EXERCISE REQUIREMENTS:
1/ In the advice column on saying no below, about how much does the asker say the two ex-friends took in total?
2/ List every person the asker in the advice column on saying no below says took money or goods from them, noting what each took.
3/ Extend the advice column on saying no below, picking up after its last line.

TEXT:
.....

Doesn't it take more courage to say no than to say yes?


Question:
I have traced some of my problems back to the inability to say no. I allowed myself to be used by having no backbone.

One of my ex-friends kept borrowing money from me until it totaled more than $2,000. I have no idea why I kept saying yes when he never had the ability to pay me off. Another ex-friend took me for a car and some cash. Together, they took me for close to $4,000.

There were two women who used me (both connected to the 2nd ex-friend). One I thought I loved and wanted to help, so when she asked me for money I gave it to her. I repeated the mistake later the same year with another woman, I gave her cash and bought her things -- I lost a lot in 8 days and then it was over. Together, they took me for over $1,000.

If I had just had the courage to say no, I could have saved myself the money and the heartache.

Answers:
They aren't manipulating you, you are manipulating yourself. They are faciliating your bad behavior and helping you abuse yourself. You even pay them for abusing you. It's a reward/pain cycle that YOU are perpetuating.

You could circumvent the pain process and just step on your own toe really hard; then you could put the extra money you save into a 5% CD and save a bundle. You could attach your abuse pattern to the lunar cycle. We'll call it the Lunar Cycle of Destruction. On the full moon cycle, step on your own toe. Two, Take money you would ordinarily reward to someone else for abusing you, put it into an online brokerage CD paying 5.25%. Each lunar cycle, do this self-abuse thing and you'll be fairly comfortable when you retire. Your toe may have to be amputated eventually.

You could also find someone to buy into your self-abuse, but do it much more cheaply. Of course, if you have them on the payroll, you may have to pay their health insurance, social security and medicare. Pay them as private contractors. You could call the job, "Cycle Perpetuators."

And HEY, you don't have to say, "No." You could use a whole dictionary full of other words and phrases, like:

Mom's Approach:
* That didn't work out well the last time.
* How do I know you'll pay me back?

Healthy Answers:
* I like our relationship the way it is. If I loan you money, it will ruin everything.
* Let's not make our about money? It's would cheapen everything and I like you way too much for that.

.....

DATA UNDER STUDY:
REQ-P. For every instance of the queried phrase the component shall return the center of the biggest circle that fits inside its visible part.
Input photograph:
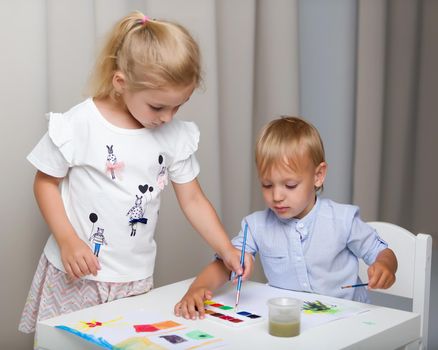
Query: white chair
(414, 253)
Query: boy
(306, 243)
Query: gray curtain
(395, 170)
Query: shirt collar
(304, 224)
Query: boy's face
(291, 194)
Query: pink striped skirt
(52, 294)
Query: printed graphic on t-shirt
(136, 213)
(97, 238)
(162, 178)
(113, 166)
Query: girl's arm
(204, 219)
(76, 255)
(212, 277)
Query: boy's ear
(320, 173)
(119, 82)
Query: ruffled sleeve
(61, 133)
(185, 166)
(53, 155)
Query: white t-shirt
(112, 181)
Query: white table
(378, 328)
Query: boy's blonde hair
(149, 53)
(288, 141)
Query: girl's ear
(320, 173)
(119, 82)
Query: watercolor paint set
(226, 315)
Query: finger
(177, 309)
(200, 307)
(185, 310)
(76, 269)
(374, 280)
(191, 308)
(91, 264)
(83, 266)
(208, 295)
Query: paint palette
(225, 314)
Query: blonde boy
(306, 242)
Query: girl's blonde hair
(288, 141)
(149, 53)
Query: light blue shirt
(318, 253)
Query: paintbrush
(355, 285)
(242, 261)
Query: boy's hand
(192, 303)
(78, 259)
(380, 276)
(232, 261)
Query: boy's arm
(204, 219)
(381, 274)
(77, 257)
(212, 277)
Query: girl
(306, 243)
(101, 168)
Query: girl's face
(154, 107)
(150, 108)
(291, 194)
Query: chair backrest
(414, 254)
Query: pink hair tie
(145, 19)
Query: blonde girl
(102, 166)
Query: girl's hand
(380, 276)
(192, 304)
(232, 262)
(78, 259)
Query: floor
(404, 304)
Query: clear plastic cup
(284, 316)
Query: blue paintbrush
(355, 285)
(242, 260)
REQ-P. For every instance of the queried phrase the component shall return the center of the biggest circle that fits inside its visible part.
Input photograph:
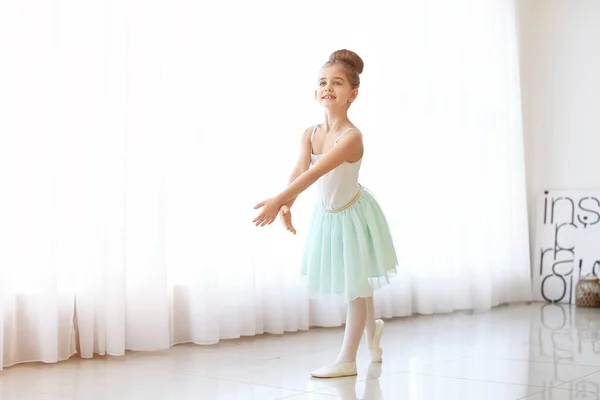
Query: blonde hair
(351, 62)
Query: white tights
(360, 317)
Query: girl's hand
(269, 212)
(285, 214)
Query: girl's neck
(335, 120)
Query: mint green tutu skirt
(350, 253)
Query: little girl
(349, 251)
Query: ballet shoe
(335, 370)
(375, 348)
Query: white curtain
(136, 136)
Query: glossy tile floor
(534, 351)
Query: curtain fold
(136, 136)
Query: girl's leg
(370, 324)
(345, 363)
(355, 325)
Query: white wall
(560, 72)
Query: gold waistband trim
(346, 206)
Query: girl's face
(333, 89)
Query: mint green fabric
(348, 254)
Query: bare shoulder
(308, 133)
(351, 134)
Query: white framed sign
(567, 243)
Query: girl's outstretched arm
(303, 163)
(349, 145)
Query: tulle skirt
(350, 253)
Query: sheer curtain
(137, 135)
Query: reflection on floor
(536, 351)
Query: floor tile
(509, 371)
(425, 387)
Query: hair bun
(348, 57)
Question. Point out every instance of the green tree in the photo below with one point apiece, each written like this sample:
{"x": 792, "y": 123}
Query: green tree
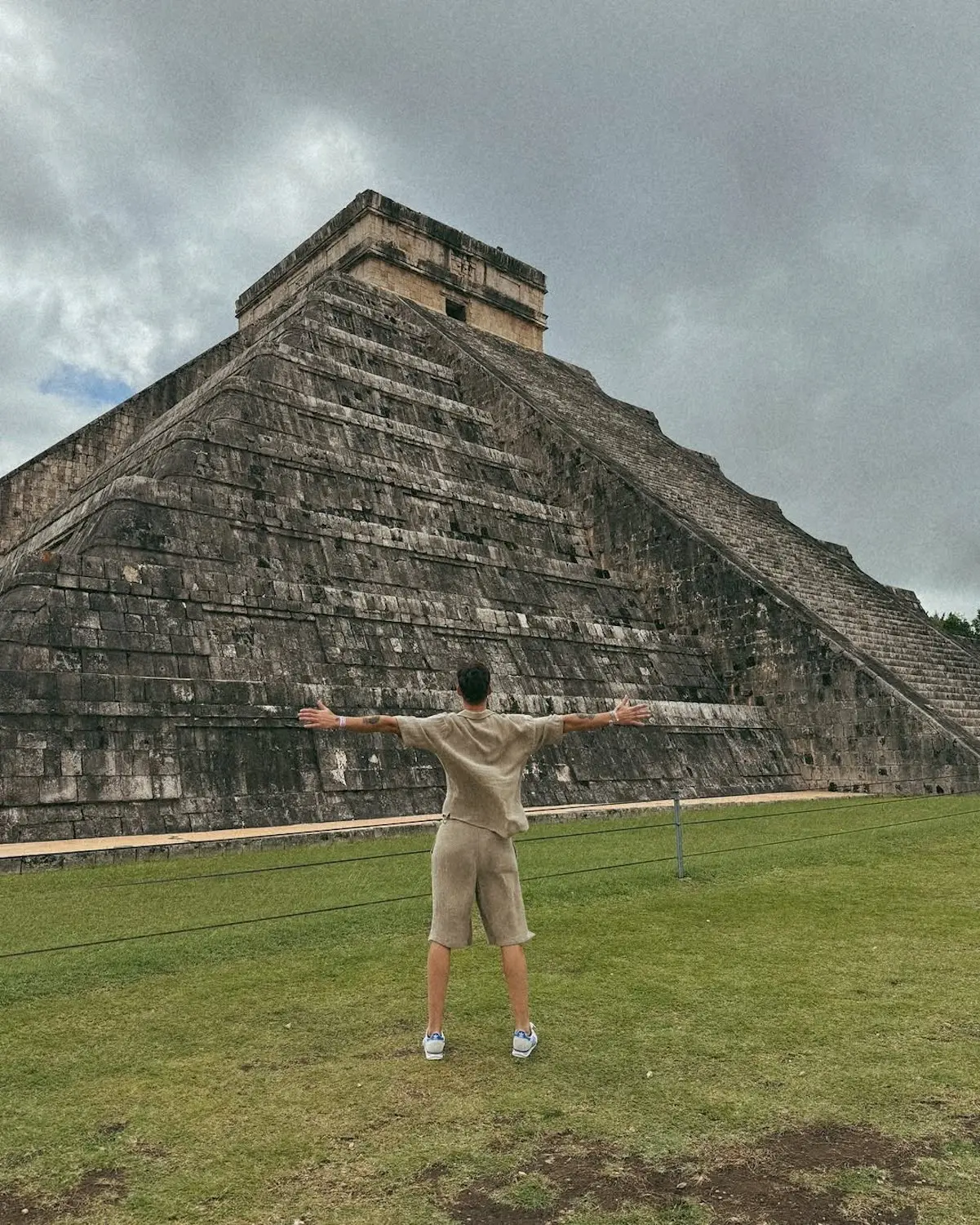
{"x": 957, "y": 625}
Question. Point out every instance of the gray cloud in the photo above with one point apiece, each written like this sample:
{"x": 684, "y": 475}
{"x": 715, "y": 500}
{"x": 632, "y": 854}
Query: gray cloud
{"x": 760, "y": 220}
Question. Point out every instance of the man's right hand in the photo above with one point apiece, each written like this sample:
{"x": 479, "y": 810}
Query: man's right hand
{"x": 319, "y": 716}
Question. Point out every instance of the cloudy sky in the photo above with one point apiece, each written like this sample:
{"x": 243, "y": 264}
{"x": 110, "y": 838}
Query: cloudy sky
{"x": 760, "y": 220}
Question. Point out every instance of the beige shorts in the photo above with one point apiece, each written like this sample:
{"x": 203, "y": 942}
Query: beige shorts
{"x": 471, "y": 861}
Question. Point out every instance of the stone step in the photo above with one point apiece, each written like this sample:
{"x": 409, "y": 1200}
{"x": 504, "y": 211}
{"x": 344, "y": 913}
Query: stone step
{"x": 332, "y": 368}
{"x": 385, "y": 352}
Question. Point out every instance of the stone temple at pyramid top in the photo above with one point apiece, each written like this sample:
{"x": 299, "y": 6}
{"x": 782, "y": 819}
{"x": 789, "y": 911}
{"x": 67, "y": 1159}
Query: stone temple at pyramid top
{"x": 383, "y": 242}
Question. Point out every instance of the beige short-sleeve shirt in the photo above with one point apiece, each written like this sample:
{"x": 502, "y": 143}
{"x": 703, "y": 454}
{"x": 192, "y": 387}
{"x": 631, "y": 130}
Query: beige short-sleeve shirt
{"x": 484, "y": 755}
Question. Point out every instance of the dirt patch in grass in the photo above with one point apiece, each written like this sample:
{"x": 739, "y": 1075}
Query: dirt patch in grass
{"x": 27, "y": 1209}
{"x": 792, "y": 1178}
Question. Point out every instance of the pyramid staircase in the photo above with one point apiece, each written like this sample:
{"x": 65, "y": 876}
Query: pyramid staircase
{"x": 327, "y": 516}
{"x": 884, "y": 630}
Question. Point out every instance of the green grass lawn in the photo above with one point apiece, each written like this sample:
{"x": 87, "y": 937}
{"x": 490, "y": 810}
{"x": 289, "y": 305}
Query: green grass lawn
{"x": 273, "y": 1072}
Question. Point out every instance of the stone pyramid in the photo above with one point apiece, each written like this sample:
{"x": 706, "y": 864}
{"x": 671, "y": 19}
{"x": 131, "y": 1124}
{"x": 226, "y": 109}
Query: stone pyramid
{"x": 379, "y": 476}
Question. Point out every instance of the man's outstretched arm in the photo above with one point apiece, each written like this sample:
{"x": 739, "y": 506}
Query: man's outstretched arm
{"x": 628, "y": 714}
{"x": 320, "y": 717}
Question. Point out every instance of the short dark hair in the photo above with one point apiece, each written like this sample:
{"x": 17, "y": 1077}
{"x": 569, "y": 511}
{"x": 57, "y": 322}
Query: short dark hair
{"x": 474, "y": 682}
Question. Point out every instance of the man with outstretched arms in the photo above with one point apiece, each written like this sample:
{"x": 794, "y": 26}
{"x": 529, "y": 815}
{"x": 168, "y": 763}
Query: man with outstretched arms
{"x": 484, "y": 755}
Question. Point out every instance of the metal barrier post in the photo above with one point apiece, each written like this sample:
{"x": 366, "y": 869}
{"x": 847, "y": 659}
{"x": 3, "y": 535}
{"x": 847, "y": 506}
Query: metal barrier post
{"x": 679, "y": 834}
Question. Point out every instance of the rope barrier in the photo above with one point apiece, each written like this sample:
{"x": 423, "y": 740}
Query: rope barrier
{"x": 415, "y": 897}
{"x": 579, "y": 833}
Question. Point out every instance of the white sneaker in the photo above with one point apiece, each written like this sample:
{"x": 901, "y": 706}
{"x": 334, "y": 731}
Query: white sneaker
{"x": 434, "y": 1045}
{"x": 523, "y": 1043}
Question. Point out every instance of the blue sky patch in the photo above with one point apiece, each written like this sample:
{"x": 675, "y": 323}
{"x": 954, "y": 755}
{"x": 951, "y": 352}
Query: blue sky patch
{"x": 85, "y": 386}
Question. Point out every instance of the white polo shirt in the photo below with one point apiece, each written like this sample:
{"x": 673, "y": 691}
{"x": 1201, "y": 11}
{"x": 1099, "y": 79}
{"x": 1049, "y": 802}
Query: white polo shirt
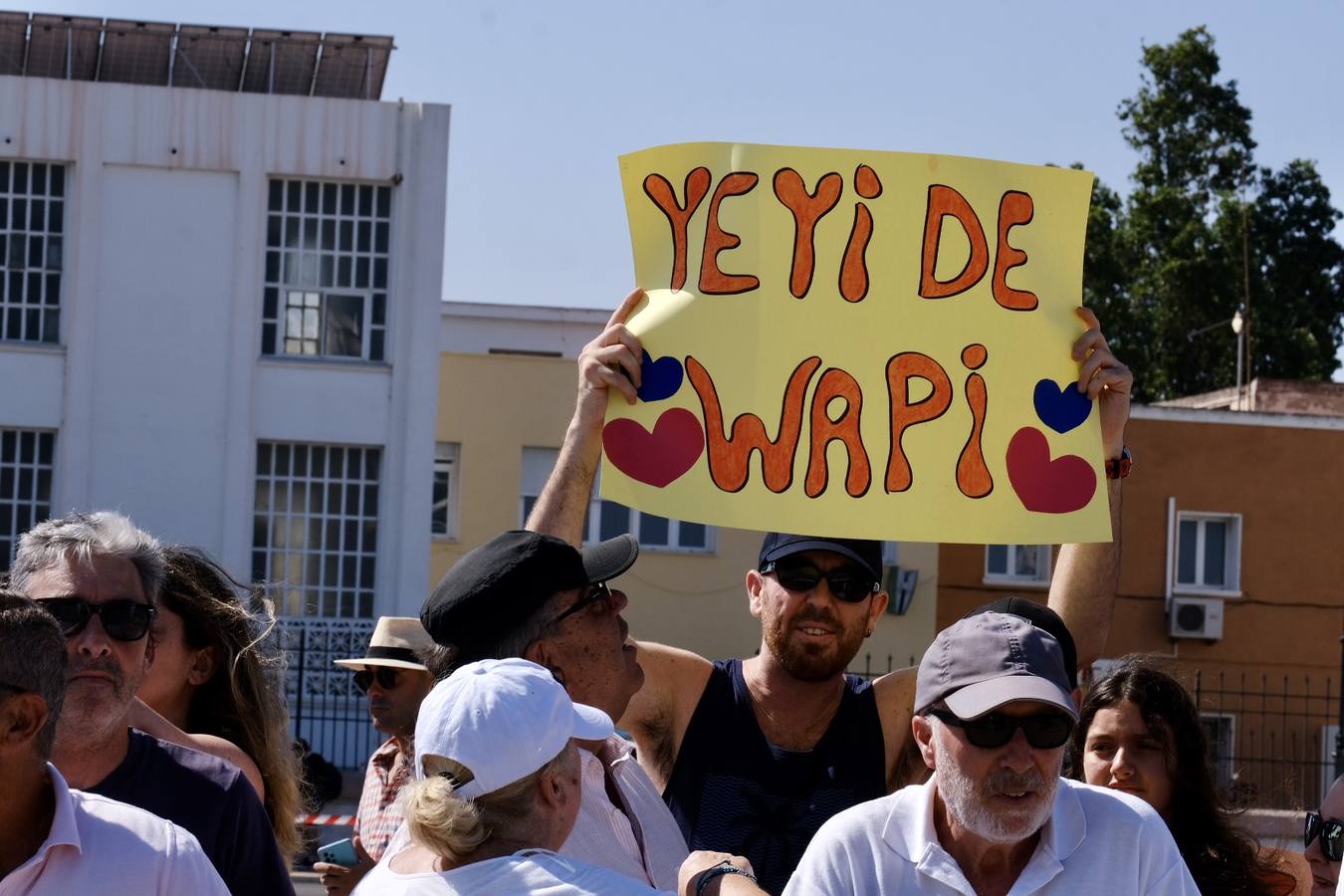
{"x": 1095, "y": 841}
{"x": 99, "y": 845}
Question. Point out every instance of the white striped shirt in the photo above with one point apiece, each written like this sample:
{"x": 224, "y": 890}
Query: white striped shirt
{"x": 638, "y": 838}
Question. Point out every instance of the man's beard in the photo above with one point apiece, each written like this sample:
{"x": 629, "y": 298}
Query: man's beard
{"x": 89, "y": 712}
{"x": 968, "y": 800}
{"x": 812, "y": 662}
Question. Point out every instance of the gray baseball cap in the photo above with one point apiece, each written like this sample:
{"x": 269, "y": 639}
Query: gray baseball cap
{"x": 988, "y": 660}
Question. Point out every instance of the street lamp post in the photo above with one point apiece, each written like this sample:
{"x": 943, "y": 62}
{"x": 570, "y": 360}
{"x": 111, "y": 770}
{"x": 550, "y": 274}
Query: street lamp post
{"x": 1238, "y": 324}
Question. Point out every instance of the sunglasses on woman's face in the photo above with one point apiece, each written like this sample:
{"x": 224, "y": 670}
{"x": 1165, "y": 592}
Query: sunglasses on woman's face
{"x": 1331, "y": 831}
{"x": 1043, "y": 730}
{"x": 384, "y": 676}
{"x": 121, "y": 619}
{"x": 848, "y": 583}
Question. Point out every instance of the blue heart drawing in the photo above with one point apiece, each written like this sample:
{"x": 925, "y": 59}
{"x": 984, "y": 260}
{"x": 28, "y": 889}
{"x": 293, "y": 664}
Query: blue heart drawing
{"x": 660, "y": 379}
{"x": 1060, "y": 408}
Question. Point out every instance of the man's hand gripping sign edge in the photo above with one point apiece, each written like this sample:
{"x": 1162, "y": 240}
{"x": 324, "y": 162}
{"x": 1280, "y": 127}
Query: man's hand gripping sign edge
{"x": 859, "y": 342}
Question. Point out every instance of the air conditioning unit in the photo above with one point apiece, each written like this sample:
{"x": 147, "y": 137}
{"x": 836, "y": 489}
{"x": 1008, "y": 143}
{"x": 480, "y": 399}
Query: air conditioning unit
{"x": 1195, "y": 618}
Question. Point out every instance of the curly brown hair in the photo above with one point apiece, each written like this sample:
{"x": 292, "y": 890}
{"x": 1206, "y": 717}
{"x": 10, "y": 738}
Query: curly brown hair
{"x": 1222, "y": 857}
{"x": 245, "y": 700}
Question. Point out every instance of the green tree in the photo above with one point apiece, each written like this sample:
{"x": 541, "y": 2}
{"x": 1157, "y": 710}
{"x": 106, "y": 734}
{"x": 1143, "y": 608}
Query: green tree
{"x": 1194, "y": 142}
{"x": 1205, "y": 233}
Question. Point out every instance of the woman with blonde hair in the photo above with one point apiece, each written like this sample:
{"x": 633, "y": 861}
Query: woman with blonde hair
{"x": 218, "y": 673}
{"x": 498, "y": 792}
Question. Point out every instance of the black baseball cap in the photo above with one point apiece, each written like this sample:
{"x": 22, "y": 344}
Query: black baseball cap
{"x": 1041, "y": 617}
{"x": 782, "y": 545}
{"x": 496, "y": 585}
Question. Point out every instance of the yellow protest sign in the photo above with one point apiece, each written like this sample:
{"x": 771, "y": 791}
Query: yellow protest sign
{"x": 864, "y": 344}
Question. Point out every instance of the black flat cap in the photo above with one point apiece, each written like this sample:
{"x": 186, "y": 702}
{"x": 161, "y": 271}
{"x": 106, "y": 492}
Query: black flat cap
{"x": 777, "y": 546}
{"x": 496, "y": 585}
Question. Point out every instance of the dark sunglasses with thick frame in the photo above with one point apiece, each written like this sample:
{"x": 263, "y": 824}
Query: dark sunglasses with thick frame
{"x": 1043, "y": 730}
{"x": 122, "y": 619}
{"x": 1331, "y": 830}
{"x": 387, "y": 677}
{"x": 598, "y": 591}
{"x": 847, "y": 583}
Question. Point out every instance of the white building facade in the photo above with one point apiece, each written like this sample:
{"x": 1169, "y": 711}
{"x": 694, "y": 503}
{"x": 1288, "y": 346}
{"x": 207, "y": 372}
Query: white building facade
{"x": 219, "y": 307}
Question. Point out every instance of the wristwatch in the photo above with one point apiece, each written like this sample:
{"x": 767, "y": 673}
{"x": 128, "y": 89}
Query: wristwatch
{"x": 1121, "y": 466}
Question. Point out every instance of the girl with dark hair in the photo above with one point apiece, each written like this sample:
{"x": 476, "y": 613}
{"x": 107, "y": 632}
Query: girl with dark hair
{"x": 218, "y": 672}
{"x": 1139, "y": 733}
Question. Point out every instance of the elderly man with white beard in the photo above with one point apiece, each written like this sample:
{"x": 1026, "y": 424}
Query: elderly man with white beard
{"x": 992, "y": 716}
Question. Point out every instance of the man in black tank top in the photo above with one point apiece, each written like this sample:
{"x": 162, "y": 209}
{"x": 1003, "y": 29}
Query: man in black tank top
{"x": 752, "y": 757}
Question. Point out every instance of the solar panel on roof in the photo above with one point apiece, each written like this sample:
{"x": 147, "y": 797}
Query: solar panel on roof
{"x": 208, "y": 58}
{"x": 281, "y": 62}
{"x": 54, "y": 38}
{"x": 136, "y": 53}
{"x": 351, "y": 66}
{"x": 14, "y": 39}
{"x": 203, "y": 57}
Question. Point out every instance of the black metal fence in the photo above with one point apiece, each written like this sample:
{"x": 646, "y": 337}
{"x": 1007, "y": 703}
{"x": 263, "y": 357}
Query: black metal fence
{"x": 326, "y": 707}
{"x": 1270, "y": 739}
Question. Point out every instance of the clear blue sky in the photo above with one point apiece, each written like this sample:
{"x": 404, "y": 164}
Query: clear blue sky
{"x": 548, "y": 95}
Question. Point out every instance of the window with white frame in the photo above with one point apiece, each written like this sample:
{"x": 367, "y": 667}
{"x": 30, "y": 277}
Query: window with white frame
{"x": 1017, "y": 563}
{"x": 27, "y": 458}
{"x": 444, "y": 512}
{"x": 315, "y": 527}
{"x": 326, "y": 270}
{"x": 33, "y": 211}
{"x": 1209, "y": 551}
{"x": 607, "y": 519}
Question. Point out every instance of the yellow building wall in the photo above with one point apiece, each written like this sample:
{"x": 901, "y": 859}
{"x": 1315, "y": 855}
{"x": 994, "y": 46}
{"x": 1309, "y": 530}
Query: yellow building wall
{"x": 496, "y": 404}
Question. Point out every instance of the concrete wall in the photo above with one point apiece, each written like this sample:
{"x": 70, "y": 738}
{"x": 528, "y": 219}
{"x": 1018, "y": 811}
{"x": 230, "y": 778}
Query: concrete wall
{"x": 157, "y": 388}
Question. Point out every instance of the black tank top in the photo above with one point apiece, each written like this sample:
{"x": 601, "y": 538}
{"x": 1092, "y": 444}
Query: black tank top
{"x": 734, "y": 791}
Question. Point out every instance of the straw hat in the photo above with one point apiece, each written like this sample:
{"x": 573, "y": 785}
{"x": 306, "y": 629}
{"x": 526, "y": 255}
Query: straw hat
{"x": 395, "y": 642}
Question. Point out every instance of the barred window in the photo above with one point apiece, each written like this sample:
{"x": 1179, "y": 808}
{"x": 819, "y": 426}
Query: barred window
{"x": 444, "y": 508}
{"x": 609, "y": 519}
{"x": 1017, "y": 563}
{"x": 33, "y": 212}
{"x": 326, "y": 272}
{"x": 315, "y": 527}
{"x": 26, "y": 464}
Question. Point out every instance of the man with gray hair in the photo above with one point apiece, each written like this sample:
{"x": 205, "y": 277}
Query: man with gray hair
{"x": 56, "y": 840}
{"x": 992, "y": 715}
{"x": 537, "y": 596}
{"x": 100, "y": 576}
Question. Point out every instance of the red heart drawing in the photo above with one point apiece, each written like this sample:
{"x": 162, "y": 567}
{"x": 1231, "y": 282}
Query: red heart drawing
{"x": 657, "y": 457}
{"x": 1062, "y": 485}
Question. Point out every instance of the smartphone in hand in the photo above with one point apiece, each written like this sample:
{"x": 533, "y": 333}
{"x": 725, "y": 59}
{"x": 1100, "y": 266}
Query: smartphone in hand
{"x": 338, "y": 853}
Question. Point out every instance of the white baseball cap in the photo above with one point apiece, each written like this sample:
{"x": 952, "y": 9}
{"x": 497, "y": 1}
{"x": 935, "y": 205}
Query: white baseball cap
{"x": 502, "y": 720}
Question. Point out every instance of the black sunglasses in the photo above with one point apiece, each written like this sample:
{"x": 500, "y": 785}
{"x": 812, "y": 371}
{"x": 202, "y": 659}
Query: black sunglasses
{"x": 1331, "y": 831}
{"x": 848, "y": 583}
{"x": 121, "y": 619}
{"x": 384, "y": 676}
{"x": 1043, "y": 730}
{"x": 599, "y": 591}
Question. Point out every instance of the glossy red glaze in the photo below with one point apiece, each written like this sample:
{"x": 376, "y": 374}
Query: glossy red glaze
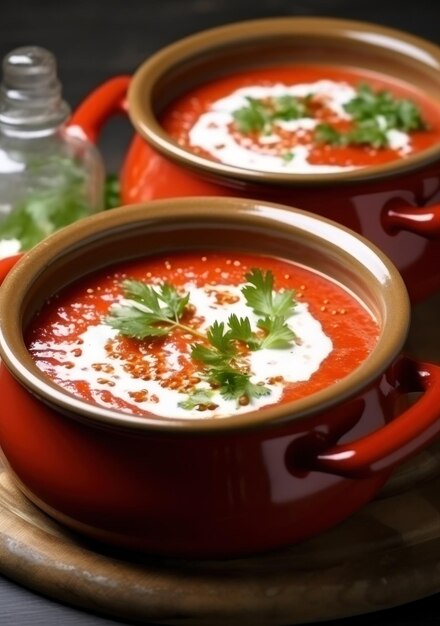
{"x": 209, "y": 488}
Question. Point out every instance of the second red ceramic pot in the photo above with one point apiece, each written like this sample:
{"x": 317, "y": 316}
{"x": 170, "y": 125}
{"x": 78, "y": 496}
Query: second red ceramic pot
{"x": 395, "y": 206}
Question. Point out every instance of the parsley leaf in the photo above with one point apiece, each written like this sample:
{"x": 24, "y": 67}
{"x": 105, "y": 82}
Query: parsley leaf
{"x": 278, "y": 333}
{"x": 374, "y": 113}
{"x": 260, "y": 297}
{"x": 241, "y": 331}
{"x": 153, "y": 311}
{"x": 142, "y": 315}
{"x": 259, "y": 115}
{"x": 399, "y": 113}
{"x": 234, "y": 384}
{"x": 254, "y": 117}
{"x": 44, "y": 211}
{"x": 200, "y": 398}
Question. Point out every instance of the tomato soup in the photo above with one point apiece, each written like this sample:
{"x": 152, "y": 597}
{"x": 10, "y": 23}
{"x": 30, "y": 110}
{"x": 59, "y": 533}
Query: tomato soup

.....

ANSWERS:
1/ Close to $4,000.

2/
- The first ex-friend, who borrowed money totaling more than $2,000
- The second ex-friend, who took the asker for a car and some cash
- A woman the asker thought they loved and gave money to
- Another woman, later the same year, who was given cash and bought things over 8 days

3/
* I think helping you might be destructive for both of us.

Mean:
* I've never thought of our relationship in terms of prostitution before. This might be exciting. Can I call my friends to drum up some business for you?

Crying, broken-hearted guy:
* Are you going to abandon me if I don't do this for you?
* Why is that every girl I meet sees a wallet in a pair of pants?

Funny:
* When you said, "Size is important," I didn't know you meant my wallet.
It definitely takes more courage to say no. Especially if it is to someone that loves you.
youve got more money to burn than me
I think what you might be doing is taking care of others BEFORE you take care of YOURSELF.

Other adults need to take care of their own stuff.. if they want a car, let them go buy one.. if someone needs money, let them get a job.

we have to take care of ourselves first and foremost. and passing out money isn't "helping" others to learn responsibilities to themselves.in fact, it gives them an opportunity to use you.

You don't have to feel guilty about saying NO. Let go of the guilt. It's not your fault someone needs money... and you aren't responsible for their well-being.'

It's my policy to never loan money -- i just won't do it. People never repay us... if a friend needs something (gas in their car for a job interview, food for their child, or some necessity), i might opt to help by buying the item they need, but NOT lending the acutal money.

I have had a lot of dire financial struggles over the last several years, and have managed without borrowing money. If i can do it, others can, too. I don't even have a car, so this response isn't being written by someone who has anything spectacular in life or a huge income.

You will find a lot of resources about this question if you do a Yahoo! search on HOW TO SAY NO.

take care.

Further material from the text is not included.